**Records to use**

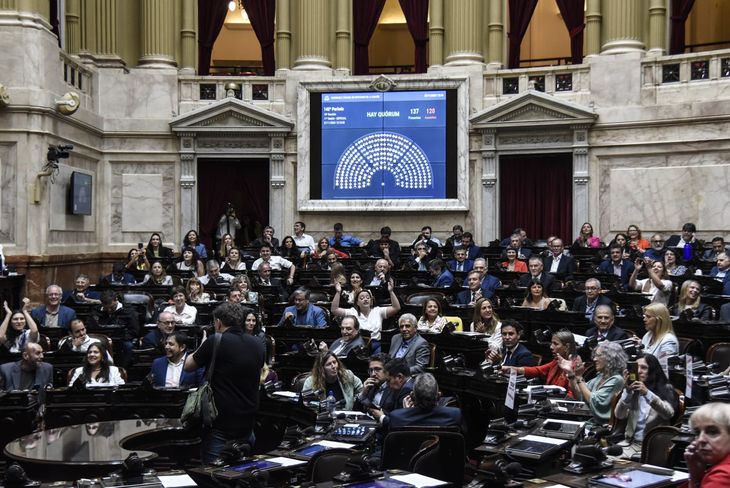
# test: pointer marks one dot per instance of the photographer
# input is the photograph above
(228, 223)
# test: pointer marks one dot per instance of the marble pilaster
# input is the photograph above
(187, 37)
(463, 32)
(73, 26)
(622, 26)
(283, 34)
(657, 27)
(436, 33)
(495, 54)
(592, 34)
(342, 34)
(157, 33)
(313, 29)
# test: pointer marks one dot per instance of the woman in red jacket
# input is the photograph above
(562, 345)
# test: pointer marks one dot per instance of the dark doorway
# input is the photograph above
(244, 183)
(536, 193)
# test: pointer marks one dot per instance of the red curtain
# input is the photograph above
(416, 13)
(537, 194)
(680, 12)
(365, 14)
(262, 13)
(243, 183)
(211, 14)
(572, 12)
(520, 13)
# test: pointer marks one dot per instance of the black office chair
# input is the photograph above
(324, 465)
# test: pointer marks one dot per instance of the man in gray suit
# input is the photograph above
(409, 345)
(28, 373)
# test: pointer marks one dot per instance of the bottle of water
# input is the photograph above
(329, 402)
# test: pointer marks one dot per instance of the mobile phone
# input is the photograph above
(633, 368)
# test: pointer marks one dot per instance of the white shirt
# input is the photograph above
(305, 240)
(658, 295)
(373, 322)
(174, 371)
(276, 263)
(186, 317)
(115, 378)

**Exercise directions**
Copy out every row above word for word, leaving the picture out of your copy.

**Solution to the exercise**
# test: pointer marks one dot per instance of the photographer
# input is the photograph above
(228, 223)
# test: pointer marks one dot per instance of the marble pilaster
# input is the photograph above
(187, 37)
(463, 32)
(73, 26)
(622, 26)
(283, 34)
(657, 27)
(436, 33)
(495, 54)
(592, 34)
(342, 34)
(157, 33)
(313, 29)
# test: pointer marks one dot per instance of the woman in red jacket
# input is the photograph above
(562, 345)
# test: pointer marks one dot per instance of the dark doorway
# input is the photograph above
(244, 183)
(536, 193)
# test: pointer marks one dot per instance of the red curtain
# input is the photograph above
(416, 13)
(537, 194)
(680, 12)
(365, 14)
(262, 13)
(243, 183)
(211, 14)
(572, 12)
(520, 13)
# test: pointer marks one dot per instance of the black office chair
# input is the photograph above
(324, 465)
# test: pointer marks one dot per instance of the man in gray suit
# input is the photograph above
(409, 345)
(28, 373)
# test: pointer marks one dot per instance of the bottle of water
# input is the photograph above
(329, 402)
# test: pointer marks one dot per instance of the mobile phone
# input is the photograph above
(633, 368)
# test: pointer marks one dot per instance of the white shirt
# input is the photograph above
(305, 240)
(658, 295)
(373, 322)
(174, 371)
(276, 263)
(186, 317)
(115, 378)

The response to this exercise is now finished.